• _Task objective_
Copy out every one of the records below, substituting "Mark" for each occurrence of "Identify" and changing nothing else. Leave the pictures out of your answer.

• _Provided data_
[start]
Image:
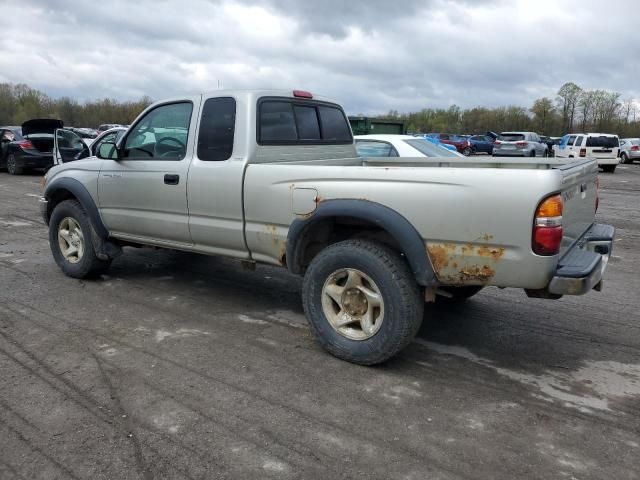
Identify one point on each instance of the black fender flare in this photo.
(408, 238)
(79, 191)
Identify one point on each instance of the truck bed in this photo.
(475, 215)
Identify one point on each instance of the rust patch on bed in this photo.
(439, 257)
(465, 264)
(279, 244)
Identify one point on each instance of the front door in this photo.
(143, 193)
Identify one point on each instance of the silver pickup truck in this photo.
(273, 177)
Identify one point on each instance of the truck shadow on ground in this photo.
(503, 327)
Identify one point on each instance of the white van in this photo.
(602, 146)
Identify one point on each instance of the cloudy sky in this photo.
(371, 55)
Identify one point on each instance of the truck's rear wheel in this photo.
(362, 301)
(70, 234)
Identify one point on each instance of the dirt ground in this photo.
(180, 366)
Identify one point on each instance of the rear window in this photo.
(373, 148)
(335, 127)
(603, 142)
(307, 122)
(430, 149)
(511, 137)
(291, 122)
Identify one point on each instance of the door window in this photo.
(161, 134)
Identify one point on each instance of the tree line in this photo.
(574, 109)
(19, 102)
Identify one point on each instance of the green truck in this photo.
(368, 125)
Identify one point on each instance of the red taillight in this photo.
(302, 94)
(547, 227)
(547, 240)
(25, 145)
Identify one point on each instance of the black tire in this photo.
(402, 297)
(458, 294)
(12, 165)
(88, 264)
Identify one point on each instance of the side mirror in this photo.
(108, 151)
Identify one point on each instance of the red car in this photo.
(462, 144)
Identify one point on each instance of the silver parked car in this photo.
(519, 144)
(629, 150)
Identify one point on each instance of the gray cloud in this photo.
(371, 56)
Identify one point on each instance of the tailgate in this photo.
(579, 192)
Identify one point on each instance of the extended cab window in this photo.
(372, 148)
(292, 122)
(334, 125)
(217, 129)
(161, 134)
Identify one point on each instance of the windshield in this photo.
(511, 137)
(603, 142)
(430, 149)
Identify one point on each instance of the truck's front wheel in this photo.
(362, 301)
(70, 235)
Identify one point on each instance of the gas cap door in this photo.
(304, 200)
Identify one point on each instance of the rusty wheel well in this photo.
(332, 230)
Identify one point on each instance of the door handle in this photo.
(171, 179)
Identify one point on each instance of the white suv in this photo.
(604, 147)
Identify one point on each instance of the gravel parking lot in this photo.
(181, 366)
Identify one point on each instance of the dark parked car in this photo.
(550, 142)
(29, 146)
(84, 132)
(482, 143)
(108, 126)
(462, 144)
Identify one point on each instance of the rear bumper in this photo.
(581, 269)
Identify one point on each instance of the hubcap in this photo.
(353, 304)
(70, 240)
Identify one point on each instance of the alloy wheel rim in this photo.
(71, 240)
(353, 304)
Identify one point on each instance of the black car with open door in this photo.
(31, 146)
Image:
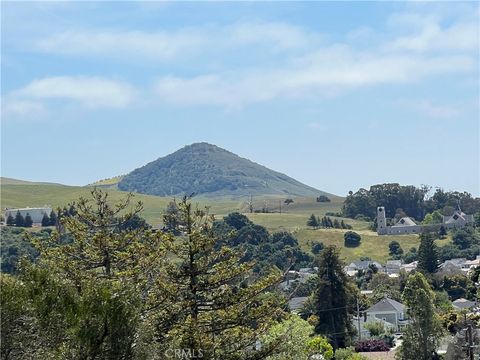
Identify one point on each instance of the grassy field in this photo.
(293, 217)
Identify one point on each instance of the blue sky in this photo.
(338, 95)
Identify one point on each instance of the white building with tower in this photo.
(407, 225)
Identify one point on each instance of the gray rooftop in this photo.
(387, 304)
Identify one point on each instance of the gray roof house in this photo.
(462, 303)
(389, 311)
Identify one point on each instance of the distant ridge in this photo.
(205, 169)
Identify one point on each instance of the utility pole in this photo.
(358, 320)
(470, 342)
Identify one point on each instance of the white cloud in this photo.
(91, 92)
(432, 110)
(324, 72)
(169, 45)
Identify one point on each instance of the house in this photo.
(364, 265)
(392, 267)
(296, 303)
(410, 266)
(389, 311)
(461, 304)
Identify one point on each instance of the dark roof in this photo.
(387, 304)
(297, 303)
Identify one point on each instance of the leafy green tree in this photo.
(101, 274)
(351, 239)
(312, 221)
(28, 222)
(10, 220)
(422, 335)
(395, 250)
(427, 253)
(331, 299)
(45, 220)
(19, 219)
(237, 220)
(207, 300)
(317, 247)
(53, 218)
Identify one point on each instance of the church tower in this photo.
(381, 221)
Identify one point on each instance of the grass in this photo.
(293, 217)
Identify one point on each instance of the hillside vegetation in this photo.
(206, 169)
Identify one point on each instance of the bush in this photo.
(371, 345)
(317, 247)
(352, 239)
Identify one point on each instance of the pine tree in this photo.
(19, 220)
(331, 298)
(45, 220)
(206, 300)
(312, 221)
(28, 222)
(427, 253)
(53, 218)
(10, 220)
(423, 332)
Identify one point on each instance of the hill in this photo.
(209, 170)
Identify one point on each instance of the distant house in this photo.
(462, 304)
(296, 303)
(407, 225)
(393, 267)
(355, 266)
(389, 311)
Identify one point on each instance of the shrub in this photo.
(352, 239)
(371, 345)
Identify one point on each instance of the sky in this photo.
(339, 95)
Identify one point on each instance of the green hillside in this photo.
(211, 171)
(293, 217)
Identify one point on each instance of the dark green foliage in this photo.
(465, 237)
(371, 345)
(45, 220)
(395, 250)
(53, 218)
(207, 169)
(10, 220)
(317, 247)
(331, 299)
(427, 253)
(410, 256)
(237, 220)
(19, 219)
(458, 286)
(312, 221)
(398, 199)
(28, 222)
(351, 239)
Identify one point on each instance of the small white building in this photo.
(35, 213)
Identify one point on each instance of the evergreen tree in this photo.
(45, 220)
(28, 222)
(423, 332)
(206, 300)
(53, 218)
(427, 253)
(442, 232)
(331, 299)
(19, 220)
(312, 221)
(10, 220)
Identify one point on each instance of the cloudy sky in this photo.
(338, 95)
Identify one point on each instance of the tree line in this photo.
(408, 200)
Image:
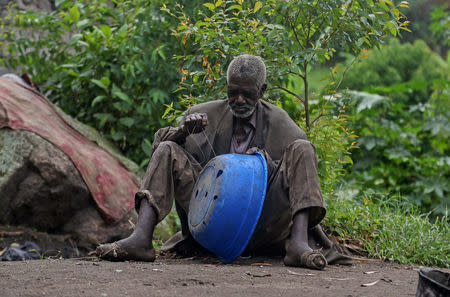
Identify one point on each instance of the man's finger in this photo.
(204, 119)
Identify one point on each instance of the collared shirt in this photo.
(243, 132)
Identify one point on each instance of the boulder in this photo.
(42, 189)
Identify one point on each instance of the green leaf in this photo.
(106, 81)
(127, 121)
(116, 92)
(107, 31)
(392, 28)
(99, 83)
(236, 6)
(82, 23)
(258, 6)
(211, 6)
(74, 14)
(98, 99)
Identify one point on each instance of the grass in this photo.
(391, 228)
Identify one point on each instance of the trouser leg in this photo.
(171, 173)
(293, 186)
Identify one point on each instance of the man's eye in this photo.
(248, 94)
(233, 92)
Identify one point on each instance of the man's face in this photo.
(243, 96)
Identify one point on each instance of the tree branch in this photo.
(289, 92)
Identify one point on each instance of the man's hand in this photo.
(194, 123)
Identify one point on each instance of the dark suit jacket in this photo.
(275, 130)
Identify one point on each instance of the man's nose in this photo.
(240, 99)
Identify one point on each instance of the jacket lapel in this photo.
(224, 131)
(261, 128)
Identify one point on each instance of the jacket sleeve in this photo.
(169, 134)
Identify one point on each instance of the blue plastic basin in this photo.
(226, 203)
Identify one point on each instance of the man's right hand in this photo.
(194, 123)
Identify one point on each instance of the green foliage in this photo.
(391, 228)
(105, 64)
(291, 37)
(403, 143)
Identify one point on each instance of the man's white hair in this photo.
(247, 67)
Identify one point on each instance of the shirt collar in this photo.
(251, 120)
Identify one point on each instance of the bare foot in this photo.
(304, 256)
(131, 248)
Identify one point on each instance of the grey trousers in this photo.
(293, 186)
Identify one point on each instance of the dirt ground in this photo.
(203, 277)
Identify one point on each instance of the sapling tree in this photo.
(292, 37)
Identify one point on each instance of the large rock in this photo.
(41, 188)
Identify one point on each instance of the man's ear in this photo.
(262, 90)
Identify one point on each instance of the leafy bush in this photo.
(389, 227)
(403, 143)
(107, 65)
(291, 37)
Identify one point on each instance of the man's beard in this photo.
(242, 111)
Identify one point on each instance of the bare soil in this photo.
(260, 277)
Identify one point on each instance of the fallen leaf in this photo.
(260, 264)
(300, 274)
(341, 279)
(11, 233)
(370, 284)
(258, 275)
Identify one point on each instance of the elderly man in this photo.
(243, 123)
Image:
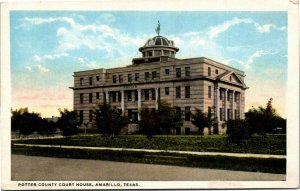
[end]
• _The reply_
Image:
Mark one point on each instance of the black fender flare in this photo.
(408, 238)
(79, 191)
Mark one point on each instance of the truck bed in this photo.
(475, 215)
Mark one point on each instance of the rust patch on bed in this photo.
(439, 257)
(465, 264)
(279, 244)
Mark one point on each instance of the front door in this photo.
(143, 193)
Mark one point on each instance of the silver pickup truck in this photo.
(273, 177)
Mark one point on each instance of the truck shadow on ground in this photo.
(503, 327)
Mark one point on each instance of the white van in this photo.
(602, 146)
Mark one point on each instance of the cloudy sky in this photo.
(371, 55)
Mark one point on each instance of the truck's rear wheel in this photo.
(362, 301)
(70, 234)
Mark one point on each instance of the dirt ground in this photo.
(180, 366)
Mark one point on each instance of the rear window in this photo.
(373, 148)
(335, 127)
(603, 142)
(307, 122)
(430, 149)
(511, 137)
(291, 122)
Mark one point on each instance of the door window in this photo.
(161, 134)
Mark one point on each instance of the tree line in this photo.
(574, 109)
(19, 102)
Mark one point on each instance of the green truck in this photo.
(368, 125)
Mark one point on each instance of the red taillight in this photo.
(302, 94)
(547, 227)
(547, 240)
(25, 145)
Mark one point on each instance of the black tire in this photo.
(402, 297)
(458, 294)
(12, 165)
(88, 264)
Mark one point on each instance of the side mirror in this photo.
(108, 151)
Mark one point on each instance of the red car in this photo.
(462, 144)
Mark one point on each instance of the silver parked car in this photo.
(519, 144)
(629, 150)
Mark one point on each instance of the gray cloud in this photo.
(371, 56)
Mark one point on each instance of the tailgate in this photo.
(579, 192)
Mark one point on each instance of the extended cab window in this photo.
(372, 148)
(292, 122)
(334, 125)
(217, 129)
(161, 134)
Mark one point on each instance of the windshield in this photo.
(511, 137)
(603, 142)
(430, 149)
Mark one point on each instance of the truck's front wheel in this photo.
(362, 301)
(70, 235)
Mark one point on each instance of the gas cap door in this photo.
(304, 200)
Mark one point on each instance of the rusty wheel well in this photo.
(332, 230)
Mark one point on each instance of the door handle in this photo.
(171, 179)
Mark one point on each instance of the white suv in this photo.
(604, 147)
Mark one point on each instance of the gravel parking lot in this photo.
(181, 366)
Mark one point on each instance of the dark parked car in this photo.
(550, 142)
(29, 146)
(84, 132)
(482, 143)
(108, 126)
(462, 144)
Mark one point on each instance of the rear bumper in this photo.
(581, 269)
Mark one point on each instance of the hubcap in this photo.
(353, 304)
(70, 240)
Mark one point on each instance of the alloy wheel rim in this photo.
(71, 240)
(353, 304)
Mark one point on each instance of the black car with open door in this photo.
(31, 146)
Image:
Mark one point on each instance of the grassy field in this photo.
(293, 217)
Mark one point on each instance of the blue sky in this photo.
(338, 95)
Mark one point on each instance of the white building with tower in this photo.
(407, 225)
Mark one point on each instance of the gray rooftop in this photo.
(387, 304)
Mark one point on each instance of the gray roof house in this photo.
(462, 303)
(389, 311)
Mark one point on each instance of the distant ridge in this photo.
(205, 169)
Mark one point on each instance of the utility pole in this photo.
(358, 320)
(470, 342)
Mark one point on each instance of the white cloud in this photo.
(91, 92)
(432, 110)
(324, 72)
(169, 45)
Mark one point on each instance of the house in this photo.
(364, 265)
(392, 267)
(296, 303)
(410, 266)
(389, 311)
(461, 304)
Mark one point on each instance of the dark roof in this photo.
(387, 304)
(297, 303)
Mark one point on each instance of the leafy green tree in this photo.
(101, 274)
(351, 239)
(312, 221)
(28, 222)
(10, 220)
(422, 335)
(395, 250)
(427, 253)
(331, 299)
(45, 220)
(19, 219)
(237, 220)
(207, 300)
(317, 247)
(53, 218)
Mark one point on each instance of the church tower in this photo.
(381, 221)
Mark one point on each instance of the grass in this photo.
(293, 217)
Mark one point on each instance of the hillside vegetation in this photo.
(206, 169)
Mark one point on each instance of the bush in this photo.
(371, 345)
(317, 247)
(352, 239)
Mark one point on each instance of the pine tree in this photo.
(19, 220)
(331, 298)
(45, 220)
(206, 300)
(312, 221)
(28, 222)
(427, 253)
(53, 218)
(10, 220)
(423, 332)
Mark one point on each instance of the hill in this photo.
(209, 170)
Mark one point on each instance of the distant house in this photo.
(462, 304)
(296, 303)
(407, 225)
(393, 267)
(355, 266)
(389, 311)
Mark one point on each instance of the shrub in this photo.
(352, 239)
(371, 345)
Mark one point on each instance of the sky in this photo.
(339, 95)
Mark one point on each instance of the green hillside in this photo.
(211, 171)
(293, 217)
Mark one point on each instance of the dark green foliage in this photo.
(465, 237)
(371, 345)
(45, 220)
(395, 250)
(53, 218)
(207, 169)
(10, 220)
(317, 247)
(331, 299)
(427, 253)
(410, 256)
(237, 220)
(19, 219)
(458, 286)
(312, 221)
(398, 199)
(28, 222)
(351, 239)
Mark one point on each instance of the small white building in this photo.
(35, 213)
Mark one point on each instance of the evergreen tree in this photo.
(45, 220)
(28, 222)
(423, 332)
(206, 300)
(53, 218)
(427, 253)
(442, 232)
(331, 299)
(19, 220)
(312, 221)
(10, 220)
Mark one point on each instance of the cloudy sky in this photo.
(338, 95)
Mark one point on each instance of the tree line in this photo.
(408, 200)
Image:
Mark one point on each instance of the man's finger in this photo.
(204, 119)
Mark one point on each instance of the collared shirt in this photo.
(243, 132)
Mark one point on each instance of the boulder in this photo.
(42, 189)
Mark one point on each instance of the green leaf in this photo.
(106, 81)
(127, 121)
(116, 92)
(107, 31)
(392, 28)
(99, 83)
(236, 6)
(82, 23)
(258, 6)
(211, 6)
(74, 14)
(98, 99)
Mark one point on each instance of the grass in this photo.
(391, 228)
Mark one point on each instance of the trouser leg in this photo.
(171, 173)
(293, 186)
Mark one point on each instance of the man's eye in this photo.
(248, 94)
(233, 92)
Mark one point on each instance of the man's face in this photo.
(243, 96)
Mark one point on each instance of the tree branch in this photo.
(289, 92)
Mark one point on each instance of the man's hand in this photo.
(194, 123)
Mark one point on each instance of the dark suit jacket in this photo.
(275, 130)
Mark one point on each instance of the man's nose in this photo.
(240, 99)
Mark one point on each instance of the jacket lapel in this photo.
(224, 131)
(261, 128)
Mark one point on each instance of the jacket sleeve in this photo.
(169, 134)
Mark one point on each instance of the blue plastic basin in this photo.
(226, 203)
Mark one point on each instance of the man's right hand in this photo.
(194, 123)
Mark one point on each instance of the green foliage in this photo.
(391, 228)
(105, 64)
(291, 37)
(403, 143)
Mark one point on each instance of the man's white hair in this photo.
(247, 67)
Mark one point on each instance of the shirt collar in this photo.
(251, 120)
Mark one point on each instance of the bare foot in this photo.
(304, 256)
(131, 248)
Mark one point on each instance of the grey trousers in this photo.
(293, 186)
Mark one point on each instance of the dirt ground in this photo.
(203, 277)
Mark one point on each instance of the sapling tree in this photo.
(292, 37)
Mark one point on each instance of the large rock in this photo.
(41, 188)
Mark one point on each instance of the man's ear in this photo.
(262, 90)
Mark one point on each instance of the leafy bush in this photo.
(389, 227)
(403, 143)
(107, 65)
(291, 37)
Mark one point on each instance of the man's beard in this photo.
(242, 111)
Mark one point on each instance of the bare soil in this photo.
(260, 277)
Mark one point on each instance of the fallen leaf in this photo.
(260, 264)
(300, 274)
(341, 279)
(11, 233)
(370, 284)
(258, 275)
Mark one point on each instance of the elderly man in this photo.
(243, 123)
Image:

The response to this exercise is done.